### PROMPT
Reproduce every entry exactly, without alteration.

════

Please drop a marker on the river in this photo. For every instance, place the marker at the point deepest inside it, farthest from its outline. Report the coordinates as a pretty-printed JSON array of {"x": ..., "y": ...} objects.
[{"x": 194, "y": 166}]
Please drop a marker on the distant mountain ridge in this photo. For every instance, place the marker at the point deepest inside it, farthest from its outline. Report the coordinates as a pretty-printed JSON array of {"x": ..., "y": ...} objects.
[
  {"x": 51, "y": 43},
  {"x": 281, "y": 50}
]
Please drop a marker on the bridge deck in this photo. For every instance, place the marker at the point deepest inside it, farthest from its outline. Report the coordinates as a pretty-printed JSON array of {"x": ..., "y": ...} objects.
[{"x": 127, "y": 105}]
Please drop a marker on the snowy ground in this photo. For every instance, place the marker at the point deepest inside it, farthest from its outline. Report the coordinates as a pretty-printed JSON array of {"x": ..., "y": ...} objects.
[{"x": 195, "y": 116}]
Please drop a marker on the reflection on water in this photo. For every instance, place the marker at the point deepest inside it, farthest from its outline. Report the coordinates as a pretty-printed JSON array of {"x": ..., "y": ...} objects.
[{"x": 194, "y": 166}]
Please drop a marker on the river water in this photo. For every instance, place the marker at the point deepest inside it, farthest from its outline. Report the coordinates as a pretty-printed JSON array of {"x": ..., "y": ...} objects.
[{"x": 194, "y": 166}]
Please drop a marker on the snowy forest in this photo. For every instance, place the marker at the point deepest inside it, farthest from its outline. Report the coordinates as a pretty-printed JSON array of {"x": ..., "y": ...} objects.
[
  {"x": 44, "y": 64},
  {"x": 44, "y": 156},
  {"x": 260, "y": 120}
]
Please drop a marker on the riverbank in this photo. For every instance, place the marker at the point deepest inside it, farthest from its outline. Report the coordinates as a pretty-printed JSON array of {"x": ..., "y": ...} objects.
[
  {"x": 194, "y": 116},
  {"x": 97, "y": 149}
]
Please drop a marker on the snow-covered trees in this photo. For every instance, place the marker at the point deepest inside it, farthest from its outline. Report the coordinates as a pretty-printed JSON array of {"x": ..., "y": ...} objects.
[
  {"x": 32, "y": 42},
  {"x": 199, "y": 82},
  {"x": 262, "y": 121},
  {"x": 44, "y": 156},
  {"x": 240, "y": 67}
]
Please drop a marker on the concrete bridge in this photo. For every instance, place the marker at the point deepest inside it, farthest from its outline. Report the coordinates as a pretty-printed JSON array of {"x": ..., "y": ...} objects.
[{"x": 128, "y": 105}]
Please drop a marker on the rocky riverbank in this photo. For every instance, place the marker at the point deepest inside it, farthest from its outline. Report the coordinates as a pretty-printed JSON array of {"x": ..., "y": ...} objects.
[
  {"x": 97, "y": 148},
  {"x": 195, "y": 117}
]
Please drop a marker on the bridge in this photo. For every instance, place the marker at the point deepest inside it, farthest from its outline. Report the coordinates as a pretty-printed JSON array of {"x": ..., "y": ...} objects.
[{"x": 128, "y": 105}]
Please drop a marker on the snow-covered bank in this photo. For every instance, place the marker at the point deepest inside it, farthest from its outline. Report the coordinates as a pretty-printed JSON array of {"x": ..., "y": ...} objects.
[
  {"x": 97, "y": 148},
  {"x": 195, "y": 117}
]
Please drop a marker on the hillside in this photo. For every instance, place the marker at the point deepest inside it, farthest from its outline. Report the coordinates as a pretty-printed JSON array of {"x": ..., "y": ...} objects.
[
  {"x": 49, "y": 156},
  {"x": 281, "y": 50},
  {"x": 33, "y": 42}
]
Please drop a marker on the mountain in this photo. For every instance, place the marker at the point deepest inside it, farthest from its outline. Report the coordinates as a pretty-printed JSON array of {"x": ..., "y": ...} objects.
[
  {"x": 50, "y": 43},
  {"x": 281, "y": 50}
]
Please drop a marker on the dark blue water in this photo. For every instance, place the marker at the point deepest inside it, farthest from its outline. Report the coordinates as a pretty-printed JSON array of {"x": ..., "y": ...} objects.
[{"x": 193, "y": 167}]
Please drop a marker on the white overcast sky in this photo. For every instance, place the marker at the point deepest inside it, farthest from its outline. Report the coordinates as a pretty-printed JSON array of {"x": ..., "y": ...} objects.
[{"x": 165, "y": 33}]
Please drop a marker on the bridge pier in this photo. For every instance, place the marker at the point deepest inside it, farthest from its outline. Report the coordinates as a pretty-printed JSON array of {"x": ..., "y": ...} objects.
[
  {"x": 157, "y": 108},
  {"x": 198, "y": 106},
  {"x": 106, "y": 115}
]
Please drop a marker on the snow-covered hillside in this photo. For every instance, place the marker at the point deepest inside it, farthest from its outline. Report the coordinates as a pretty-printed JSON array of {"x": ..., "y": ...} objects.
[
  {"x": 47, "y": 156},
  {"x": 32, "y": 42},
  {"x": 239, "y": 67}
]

════

### REPLY TO THE EXERCISE
Please drop a marker on the river in this photo. For every instance, place the marker at the point deepest inside it, farthest from its outline. Report the coordinates as a pretty-printed JSON array of {"x": ..., "y": ...} objects.
[{"x": 194, "y": 166}]
Please drop a marker on the distant mountain ridge in this photo. For every instance, place the marker at the point deepest inside it, farthest from its outline. Report the coordinates as a pretty-printed JSON array of {"x": ..., "y": ...} objects.
[
  {"x": 51, "y": 43},
  {"x": 281, "y": 50}
]
Please drop a marker on the bridge deck in this photo. For every instance, place the marker at the point deepest inside it, farthest from its outline. Report the coordinates as a pretty-printed JSON array of {"x": ..., "y": ...} objects.
[{"x": 127, "y": 105}]
Please drop a marker on the snowy ground in this photo. For every instance, place the marker at the point deepest inside it, farthest from its outline. Report the coordinates as a pretty-printed JSON array of {"x": ..., "y": ...} objects.
[{"x": 195, "y": 116}]
Please drop a marker on the reflection on water in this photo. For every instance, place the marker at the point deepest inside it, farthest from its outline. Report the coordinates as a pretty-printed JSON array of {"x": ..., "y": ...} objects.
[{"x": 194, "y": 166}]
Please drop a marker on the river water in this photo. For every instance, place the marker at the point deepest inside it, farthest from its outline. Report the coordinates as a pretty-printed JSON array of {"x": ..., "y": ...} objects.
[{"x": 194, "y": 166}]
Please drop a marker on the snowy forest in this photo. For every instance, place the marker at the point deepest inside it, farthest from its outline. Report the coordinates as a pretty-printed JSON array of {"x": ..., "y": ...} objects.
[
  {"x": 44, "y": 64},
  {"x": 44, "y": 156},
  {"x": 260, "y": 120}
]
Please drop a marker on the riverbank in this photo. For every instance, place the marker at the point deepest inside it, farthest from its outline. Report the coordinates as a pretty-printed JSON array of {"x": ..., "y": ...} objects.
[
  {"x": 194, "y": 116},
  {"x": 97, "y": 149}
]
Please drop a marker on the snow-covered trees in this photo. For every instance, place the marker at the point deepest inside it, farthest from its outline. Report the coordinates as a pretty-printed JSON array of {"x": ..., "y": ...} objects.
[
  {"x": 32, "y": 42},
  {"x": 199, "y": 82},
  {"x": 262, "y": 121},
  {"x": 44, "y": 156},
  {"x": 240, "y": 67}
]
Please drop a marker on the concrete bridge in this photo. For every instance, place the marker at the point deepest inside it, farthest from its outline. Report the coordinates as a pretty-printed JSON array of {"x": ..., "y": ...} objects.
[{"x": 128, "y": 105}]
Please drop a marker on the rocky riverbank in this photo. For every instance, place the marker at the point deepest inside it, farthest from its outline. Report the coordinates as a pretty-printed JSON array of {"x": ..., "y": ...} objects.
[
  {"x": 97, "y": 148},
  {"x": 195, "y": 117}
]
Please drop a marker on the bridge in this photo. For every instance, place the marker at the point deepest inside it, farthest from its outline. Report the coordinates as a pretty-printed JSON array of {"x": ..., "y": ...} objects.
[{"x": 128, "y": 105}]
Please drop a marker on the snow-covered bank in this photo. For every instance, place the marker at the point deepest inside it, farthest from its outline. Report the coordinates as a pretty-printed JSON array of {"x": ..., "y": ...} objects.
[
  {"x": 97, "y": 148},
  {"x": 195, "y": 117}
]
Please drop a marker on the hillside in this photo. For every instance, place the marker at the point deepest inside it, farthest from its outline. Report the coordinates as a pretty-printed JSON array of {"x": ..., "y": ...} objects.
[
  {"x": 49, "y": 156},
  {"x": 281, "y": 50},
  {"x": 33, "y": 42}
]
Please drop a marker on the mountain in this photo. For every instance, place the marker at the point deepest inside it, farthest from its outline. Report the coordinates as a pretty-printed JSON array of {"x": ..., "y": ...} objects.
[
  {"x": 50, "y": 43},
  {"x": 281, "y": 50}
]
Please drop a marker on the dark blue water in this photo. For every instance, place the marker at the point deepest inside it, farthest from its outline. Report the coordinates as a pretty-printed JSON array of {"x": ..., "y": ...} objects.
[{"x": 193, "y": 167}]
Please drop a marker on the white overcast sky in this photo. For every instance, place the marker at the point deepest inside it, farthest from its outline. Report the coordinates as a pretty-printed JSON array of {"x": ..., "y": ...} objects.
[{"x": 165, "y": 33}]
Please drop a marker on the bridge pier in this photo. For every instance, place the marker at the point deepest inside it, farthest from its outline. Report the coordinates as a pretty-printed JSON array of {"x": ..., "y": ...} objects.
[
  {"x": 157, "y": 108},
  {"x": 198, "y": 106},
  {"x": 106, "y": 115}
]
Please drop a marker on the snow-covered hillside in this photo. For every instance, place the marker at the point deepest inside it, farthest from its outline. Report the coordinates as a pretty-printed JSON array of {"x": ..., "y": ...} objects.
[
  {"x": 47, "y": 156},
  {"x": 32, "y": 42},
  {"x": 239, "y": 67}
]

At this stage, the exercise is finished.